Texte fourni:
---+---

(Cluny Brown)
1946
de: Ernst Lubitsch
avec: Charles Boyer, Jennifer Jones, Peter Lawford
Notre problématique du jour : l’humour au cinéma a-t-il une date de péremption ? Ce qui faisait s’esclaffer nos aïeux est-il toujours efficace aujourd’hui ? Certains exemples semblent évidents : Charlie Chaplin et Buster Keaton par exemple fonctionnent toujours, car leurs œuvres reposent sur des gags purement visuels. Mais qu’en est-il des débuts du cinéma parlant, lorsque le rire reposait sur ses dialogues ? Tentons de répondre en réfractant “La folle ingénue”.
Un film qui nous raconte les aventures de Cluny Brown, une jeune femme au caractère fantasque qui devient domestique dans une maison anglaise respectable en 1938. Son périple va être mis en parallèle avec celui de Adam Belinski, un professeur tchèque qui a fui son pays par peur des nazis et qui trouve refuge dans cette même demeure. Son attitude farfelue, lui aussi, va donner lieu à une série de quiproquos et de péripéties en tout genre.

---+---

Énoncé de l'exercice:
Reproduisez à l'identique, dans la critique de « Cluny Brown » ci-dessus, tout ce qui s'étend de « Un film qui » jusqu'à « en tout genre. ».

Items enregistrés:
---+---

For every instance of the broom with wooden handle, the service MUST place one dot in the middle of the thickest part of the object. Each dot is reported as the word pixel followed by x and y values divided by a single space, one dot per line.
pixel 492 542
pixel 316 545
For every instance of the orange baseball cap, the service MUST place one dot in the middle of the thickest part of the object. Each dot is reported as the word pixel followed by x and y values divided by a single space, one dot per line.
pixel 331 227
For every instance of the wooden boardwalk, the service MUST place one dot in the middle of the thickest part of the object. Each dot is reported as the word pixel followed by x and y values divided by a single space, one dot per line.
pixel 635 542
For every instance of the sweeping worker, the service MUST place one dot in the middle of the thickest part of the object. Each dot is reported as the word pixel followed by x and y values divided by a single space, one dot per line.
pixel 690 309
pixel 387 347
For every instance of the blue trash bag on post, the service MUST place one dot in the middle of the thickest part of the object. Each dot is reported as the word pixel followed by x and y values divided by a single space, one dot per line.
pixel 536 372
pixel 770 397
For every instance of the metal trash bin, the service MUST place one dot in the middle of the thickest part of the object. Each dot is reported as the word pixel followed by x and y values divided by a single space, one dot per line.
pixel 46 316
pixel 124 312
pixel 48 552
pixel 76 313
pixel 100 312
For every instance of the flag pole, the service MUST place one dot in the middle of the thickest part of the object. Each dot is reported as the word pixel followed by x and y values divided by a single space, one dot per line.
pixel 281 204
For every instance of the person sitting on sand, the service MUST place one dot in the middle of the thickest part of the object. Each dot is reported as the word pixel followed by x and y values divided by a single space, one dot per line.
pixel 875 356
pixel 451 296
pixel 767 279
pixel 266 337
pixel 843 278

---+---

Réponse:
Un film qui nous raconte les aventures de Cluny Brown, une jeune femme au caractère fantasque qui devient domestique dans une maison anglaise respectable en 1938. Son périple va être mis en parallèle avec celui de Adam Belinski, un professeur tchèque qui a fui son pays par peur des nazis et qui trouve refuge dans cette même demeure. Son attitude farfelue, lui aussi, va donner lieu à une série de quiproquos et de péripéties en tout genre.